Rewrite the hip dysplasia text from "The number of" up to and including "including hip problems.", changing "thesis" to "claim".

§ **Study text**
=== Begin Enclosure ===

This is a hotly discussed topic among many home dog owners and canine enthusiasts. It is becoming more and more clear that hip dysplasia (along with many other diseases and disorders) is caused by environmental conditions set forth by dog owners rather than because of genetics.
Several authors and PhDs in dog and veterinary medicine agree that hip dysplasia is not necessarily a genetically-conditioned disease, but rather caused by external factors.
The number of wolves and canines that get hip dysplasia because of genetics is significantly lower than originally believed some years ago. This thesis is further strengthened by the fact that poorly processed dog food is at fault for many dog diseases and problems, including hip problems.
In fact, a recent study has acknowledged that almost all, if not all, puppies are born with normal hips and don’t show signs of hip dysplasia. However, it’s still not clear why some dog breeds get hip dysplasia more often than other species.

=== End Enclosure ===

§ **Records shown**

=== Begin Enclosure ===

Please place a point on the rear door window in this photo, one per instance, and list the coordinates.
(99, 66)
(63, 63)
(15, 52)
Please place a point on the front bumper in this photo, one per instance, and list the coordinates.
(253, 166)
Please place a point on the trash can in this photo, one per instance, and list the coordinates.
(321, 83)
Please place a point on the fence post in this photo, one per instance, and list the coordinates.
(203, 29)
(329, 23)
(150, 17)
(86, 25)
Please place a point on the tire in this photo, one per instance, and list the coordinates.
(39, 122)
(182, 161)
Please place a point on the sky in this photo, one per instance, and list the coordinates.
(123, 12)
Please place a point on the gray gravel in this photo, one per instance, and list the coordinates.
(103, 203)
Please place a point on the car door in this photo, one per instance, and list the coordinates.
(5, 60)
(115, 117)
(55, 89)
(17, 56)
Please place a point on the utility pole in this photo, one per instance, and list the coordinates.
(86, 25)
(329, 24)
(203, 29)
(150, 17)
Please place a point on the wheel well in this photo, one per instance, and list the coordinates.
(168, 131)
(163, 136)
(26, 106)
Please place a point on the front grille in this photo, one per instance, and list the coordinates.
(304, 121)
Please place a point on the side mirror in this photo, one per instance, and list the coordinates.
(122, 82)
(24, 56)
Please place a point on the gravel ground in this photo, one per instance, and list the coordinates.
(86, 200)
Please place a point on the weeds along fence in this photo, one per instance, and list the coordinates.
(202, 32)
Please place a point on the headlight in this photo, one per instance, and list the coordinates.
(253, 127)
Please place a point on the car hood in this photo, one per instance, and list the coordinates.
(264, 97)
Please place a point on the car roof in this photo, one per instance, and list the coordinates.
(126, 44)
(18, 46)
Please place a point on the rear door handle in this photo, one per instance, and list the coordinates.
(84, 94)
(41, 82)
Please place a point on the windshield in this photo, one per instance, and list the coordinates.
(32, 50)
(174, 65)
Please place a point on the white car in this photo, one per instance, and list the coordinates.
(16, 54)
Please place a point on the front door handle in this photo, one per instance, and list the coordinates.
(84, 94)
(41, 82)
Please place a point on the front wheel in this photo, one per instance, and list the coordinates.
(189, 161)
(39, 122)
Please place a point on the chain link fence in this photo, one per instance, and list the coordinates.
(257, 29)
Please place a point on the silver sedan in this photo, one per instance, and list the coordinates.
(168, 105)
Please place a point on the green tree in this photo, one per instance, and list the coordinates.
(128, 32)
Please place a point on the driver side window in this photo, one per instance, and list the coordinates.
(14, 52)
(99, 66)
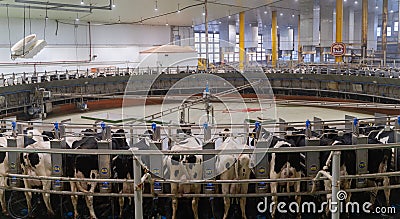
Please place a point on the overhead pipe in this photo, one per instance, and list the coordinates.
(63, 5)
(364, 30)
(44, 8)
(384, 29)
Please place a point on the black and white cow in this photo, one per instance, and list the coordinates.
(183, 168)
(284, 166)
(233, 167)
(122, 166)
(37, 164)
(378, 162)
(3, 174)
(86, 166)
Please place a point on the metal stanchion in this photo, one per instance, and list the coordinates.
(138, 191)
(335, 185)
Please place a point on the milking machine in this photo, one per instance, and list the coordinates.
(361, 154)
(57, 159)
(15, 141)
(282, 127)
(261, 169)
(318, 126)
(397, 150)
(156, 165)
(209, 160)
(156, 160)
(312, 158)
(104, 161)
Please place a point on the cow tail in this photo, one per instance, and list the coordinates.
(288, 172)
(237, 168)
(80, 187)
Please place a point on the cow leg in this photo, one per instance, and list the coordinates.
(174, 207)
(121, 206)
(328, 186)
(227, 200)
(195, 203)
(297, 190)
(243, 189)
(374, 192)
(386, 182)
(89, 198)
(174, 190)
(274, 189)
(28, 197)
(46, 197)
(74, 199)
(3, 183)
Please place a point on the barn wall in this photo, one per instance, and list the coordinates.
(119, 45)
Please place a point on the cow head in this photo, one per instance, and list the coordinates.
(119, 140)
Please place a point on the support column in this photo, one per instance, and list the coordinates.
(138, 192)
(274, 40)
(339, 25)
(335, 184)
(384, 29)
(299, 49)
(398, 38)
(241, 41)
(351, 25)
(206, 29)
(364, 30)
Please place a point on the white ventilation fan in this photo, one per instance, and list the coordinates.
(27, 47)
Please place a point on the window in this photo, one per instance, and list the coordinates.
(213, 46)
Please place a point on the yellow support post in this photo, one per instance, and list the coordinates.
(339, 25)
(299, 49)
(364, 30)
(241, 41)
(274, 39)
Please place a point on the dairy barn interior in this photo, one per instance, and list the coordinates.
(204, 109)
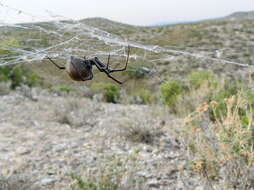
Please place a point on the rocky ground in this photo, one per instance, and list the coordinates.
(46, 137)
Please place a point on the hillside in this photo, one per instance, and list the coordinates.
(241, 15)
(183, 119)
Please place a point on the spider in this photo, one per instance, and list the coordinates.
(81, 69)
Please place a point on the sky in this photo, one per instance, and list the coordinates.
(136, 12)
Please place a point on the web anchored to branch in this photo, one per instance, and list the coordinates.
(35, 40)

=== End Enclosure ===

§ **Your response**
The number of wolves and canines that get hip dysplasia because of genetics is significantly lower than originally believed some years ago. This claim is further strengthened by the fact that poorly processed dog food is at fault for many dog diseases and problems, including hip problems.